- **Dataset rows showing where objects appear**
______

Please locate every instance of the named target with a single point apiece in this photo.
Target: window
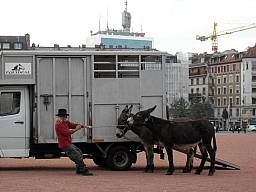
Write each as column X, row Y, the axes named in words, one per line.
column 230, row 101
column 218, row 91
column 105, row 66
column 237, row 78
column 204, row 91
column 218, row 102
column 9, row 103
column 237, row 112
column 224, row 80
column 218, row 112
column 224, row 101
column 18, row 45
column 230, row 78
column 237, row 101
column 151, row 62
column 128, row 66
column 6, row 45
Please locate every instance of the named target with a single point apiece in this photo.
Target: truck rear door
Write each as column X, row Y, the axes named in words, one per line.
column 13, row 137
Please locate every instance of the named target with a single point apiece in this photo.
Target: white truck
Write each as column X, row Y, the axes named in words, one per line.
column 93, row 85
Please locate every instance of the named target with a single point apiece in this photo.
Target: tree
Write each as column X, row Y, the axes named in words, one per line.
column 179, row 108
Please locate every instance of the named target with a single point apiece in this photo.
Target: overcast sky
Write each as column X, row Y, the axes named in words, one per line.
column 173, row 24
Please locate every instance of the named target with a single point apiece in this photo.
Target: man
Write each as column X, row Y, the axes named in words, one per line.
column 64, row 129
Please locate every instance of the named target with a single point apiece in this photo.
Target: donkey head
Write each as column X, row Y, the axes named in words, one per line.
column 123, row 126
column 141, row 117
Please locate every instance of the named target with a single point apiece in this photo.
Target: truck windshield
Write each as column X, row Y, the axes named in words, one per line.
column 9, row 103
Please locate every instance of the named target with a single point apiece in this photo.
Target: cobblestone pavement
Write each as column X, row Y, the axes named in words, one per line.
column 58, row 174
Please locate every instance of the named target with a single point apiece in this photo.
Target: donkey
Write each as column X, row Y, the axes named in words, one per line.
column 191, row 132
column 148, row 139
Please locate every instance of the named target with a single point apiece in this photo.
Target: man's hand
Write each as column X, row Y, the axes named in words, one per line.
column 78, row 127
column 87, row 126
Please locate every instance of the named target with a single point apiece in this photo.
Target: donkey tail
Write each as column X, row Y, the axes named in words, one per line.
column 214, row 143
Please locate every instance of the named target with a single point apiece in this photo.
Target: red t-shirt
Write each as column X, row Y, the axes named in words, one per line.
column 63, row 133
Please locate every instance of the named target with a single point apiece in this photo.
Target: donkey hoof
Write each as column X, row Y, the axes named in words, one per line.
column 211, row 173
column 169, row 173
column 186, row 171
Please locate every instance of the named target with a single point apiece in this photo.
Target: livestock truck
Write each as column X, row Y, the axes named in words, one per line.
column 94, row 85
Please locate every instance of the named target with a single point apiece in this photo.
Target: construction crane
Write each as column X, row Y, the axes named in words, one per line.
column 214, row 36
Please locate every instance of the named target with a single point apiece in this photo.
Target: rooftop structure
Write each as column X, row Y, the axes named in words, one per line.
column 121, row 38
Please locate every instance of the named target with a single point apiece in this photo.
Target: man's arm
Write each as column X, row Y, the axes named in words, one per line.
column 78, row 127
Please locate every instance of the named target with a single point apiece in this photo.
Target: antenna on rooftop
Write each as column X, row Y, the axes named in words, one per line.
column 126, row 19
column 107, row 19
column 99, row 23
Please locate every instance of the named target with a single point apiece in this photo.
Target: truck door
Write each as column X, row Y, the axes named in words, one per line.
column 13, row 123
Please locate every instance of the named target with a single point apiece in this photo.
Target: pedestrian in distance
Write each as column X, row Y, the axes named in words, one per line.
column 64, row 129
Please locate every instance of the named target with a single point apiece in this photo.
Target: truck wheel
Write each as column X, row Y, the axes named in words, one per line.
column 100, row 161
column 119, row 158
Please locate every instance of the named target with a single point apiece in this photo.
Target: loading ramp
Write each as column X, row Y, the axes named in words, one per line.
column 223, row 163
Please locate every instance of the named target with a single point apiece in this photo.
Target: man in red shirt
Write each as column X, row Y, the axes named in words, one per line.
column 64, row 129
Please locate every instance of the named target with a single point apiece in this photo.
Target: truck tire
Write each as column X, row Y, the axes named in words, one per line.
column 119, row 158
column 100, row 161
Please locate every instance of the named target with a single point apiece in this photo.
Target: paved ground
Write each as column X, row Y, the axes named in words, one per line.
column 58, row 175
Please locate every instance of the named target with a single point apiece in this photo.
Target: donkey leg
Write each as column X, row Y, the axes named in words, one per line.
column 212, row 156
column 204, row 157
column 190, row 157
column 170, row 159
column 149, row 156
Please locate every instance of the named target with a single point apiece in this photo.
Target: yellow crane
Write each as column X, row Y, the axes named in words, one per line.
column 214, row 36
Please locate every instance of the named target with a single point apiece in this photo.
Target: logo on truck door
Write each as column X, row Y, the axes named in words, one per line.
column 17, row 68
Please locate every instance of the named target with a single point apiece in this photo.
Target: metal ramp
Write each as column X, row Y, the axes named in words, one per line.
column 223, row 163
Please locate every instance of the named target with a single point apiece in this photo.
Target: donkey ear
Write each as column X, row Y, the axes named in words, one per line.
column 152, row 109
column 130, row 110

______

- **TASK GOAL**
Rename "single point" to "single marker" everywhere in the rows above and leave every other word unchanged. Omit the pictures when you write the rows out again.

- **FULL OUTPUT**
Please locate every instance of the named target with a single marker apiece in this photo.
Target: window
Write each as column X, row Y, the axes named in words, one per line.
column 230, row 101
column 218, row 91
column 105, row 66
column 237, row 78
column 204, row 91
column 218, row 102
column 9, row 103
column 237, row 112
column 224, row 80
column 218, row 112
column 224, row 101
column 18, row 45
column 230, row 78
column 237, row 101
column 151, row 62
column 128, row 66
column 6, row 45
Please locate every instance of the named target with a single marker apiece in this photo.
Target: truck rear door
Write each as column X, row Y, the axes named in words, one per line.
column 13, row 137
Please locate every instance of the named target with a single marker apiece in this photo.
Target: white truck
Write each as column X, row Y, the axes named in words, one per line.
column 93, row 85
Please locate every instance of the named target with a single marker apiece in this photo.
Target: tree
Write each as column X, row Y, the axes named in words, one per line.
column 179, row 108
Please locate every instance of the named target with a single marker apiece in this photo.
Target: overcast sky
Write each as column X, row Y, the axes named in words, one per line.
column 173, row 24
Please locate every instance of the named target with a single marker apiece in this photo.
Target: man
Write each as column X, row Y, the axes named in words, one per line.
column 64, row 129
Please locate every instance of the named target with a single marker apiece in this photo.
Target: donkey head
Write each as column X, row Y, the axes named in words, one per line.
column 123, row 126
column 141, row 117
Please locate every instance of the named target with a single marker apiece in this photo.
Target: truck windshield
Write each as column X, row Y, the axes named in words, one per line.
column 9, row 103
Please locate every instance of the named target with a single marker apiece in this photo.
Target: cobblestone pavement
Write each as column X, row Y, the axes named in words, one per line.
column 58, row 174
Please locate every instance of the named target with a single marker apiece in this photo.
Target: donkey
Write each as column X, row Y, the axes named in words, one per line.
column 191, row 132
column 148, row 139
Please locate every instance of the named target with a single marker apiece in this photo.
Target: man's hand
Write each as column X, row Y, the axes named in words, one per line.
column 78, row 127
column 87, row 126
Please locate every instance of the named target with a single marker apiece in this photo.
Target: donkey tail
Write each as column X, row Y, the axes named in words, one per line.
column 214, row 143
Please locate every instance of the named target with a single marker apiece in this photo.
Target: red t-shirt
Write each as column X, row Y, the axes named in words, one per line.
column 63, row 133
Please locate every instance of the named target with a single marker apiece in this photo.
Target: donkey hoof
Write each as column X, row Y, the axes named in words, one per line.
column 211, row 173
column 169, row 173
column 186, row 171
Please locate every instance of the named target with a single marker apiece in this photo.
Target: livestock truck
Write each as column X, row Y, the axes named in words, one per line.
column 94, row 85
Please locate every instance of the named target with a single marker apiece in this photo.
Target: construction crane
Write each as column X, row Y, the axes named in words, one per line.
column 214, row 36
Please locate every instance of the named target with a single marker apiece in this photo.
Target: rooftop structure
Write each as column X, row Y, the axes named in words, one per line.
column 121, row 38
Please locate every instance of the named target with a single marker apiece in this photo.
Target: man's arm
Write each as column X, row Y, the axes named in words, one per line.
column 78, row 127
Please locate every instance of the named target with a single marker apiece in this photo.
Target: antenna on rooftop
Write each as column X, row Y, the axes named in words, one per line.
column 126, row 19
column 107, row 19
column 99, row 23
Please locate every instance of the named target with a single marker apiece in this photo.
Target: truck door
Write each as column X, row Y, the axes named in words, one per line.
column 13, row 123
Please locate every instance of the named target with a single marker apiece in this photo.
Target: pedestrian in distance
Write each as column X, row Y, the axes named in words, one per line.
column 64, row 129
Please locate every instance of the named target with a single marker apiece in this photo.
Target: truck wheel
Write each as column X, row Y, the axes named in words, one per line.
column 100, row 161
column 119, row 158
Please locate every instance of the named target with a single marker apiece in this photo.
Target: loading ramp
Write each as column X, row Y, the axes named in words, one per line.
column 223, row 163
Please locate every instance of the named target with a single marker apiece in this photo.
Target: man in red shirt
Write each as column X, row Y, the axes named in words, one per line.
column 64, row 129
Please locate every instance of the named target with a single marker apiece in this photo.
Target: truck tire
Write each as column X, row Y, the axes named in words, one per line.
column 119, row 158
column 100, row 161
Please locate every instance of the named target with a single marker apiece in this photo.
Target: paved ground
Write each as column X, row Y, the axes named in words, one per line.
column 58, row 175
Please locate every instance of the named target with a single marker apiece in this photo.
Target: donkey leg
Write each as column X, row Y, the axes named in words, one per line.
column 212, row 156
column 204, row 157
column 190, row 157
column 170, row 159
column 149, row 156
Please locate every instance of the named target with a single marker apiece in this photo.
Target: yellow crane
Write each as column X, row Y, the axes named in words, one per line.
column 214, row 36
Please locate every instance of the named target with a single marker apiece in this photo.
Target: logo on truck door
Write each as column X, row Y, the axes named in words, one per line.
column 17, row 68
Please locate every instance of the named target with a single marker apiece in this photo.
Target: metal ramp
Write each as column X, row Y, the axes named in words, one per line.
column 223, row 163
Please locate every instance of the named target with a single marker apiece in this photo.
Target: donkey ear
Write each as column X, row Y, the axes named in words, one per line.
column 152, row 109
column 130, row 110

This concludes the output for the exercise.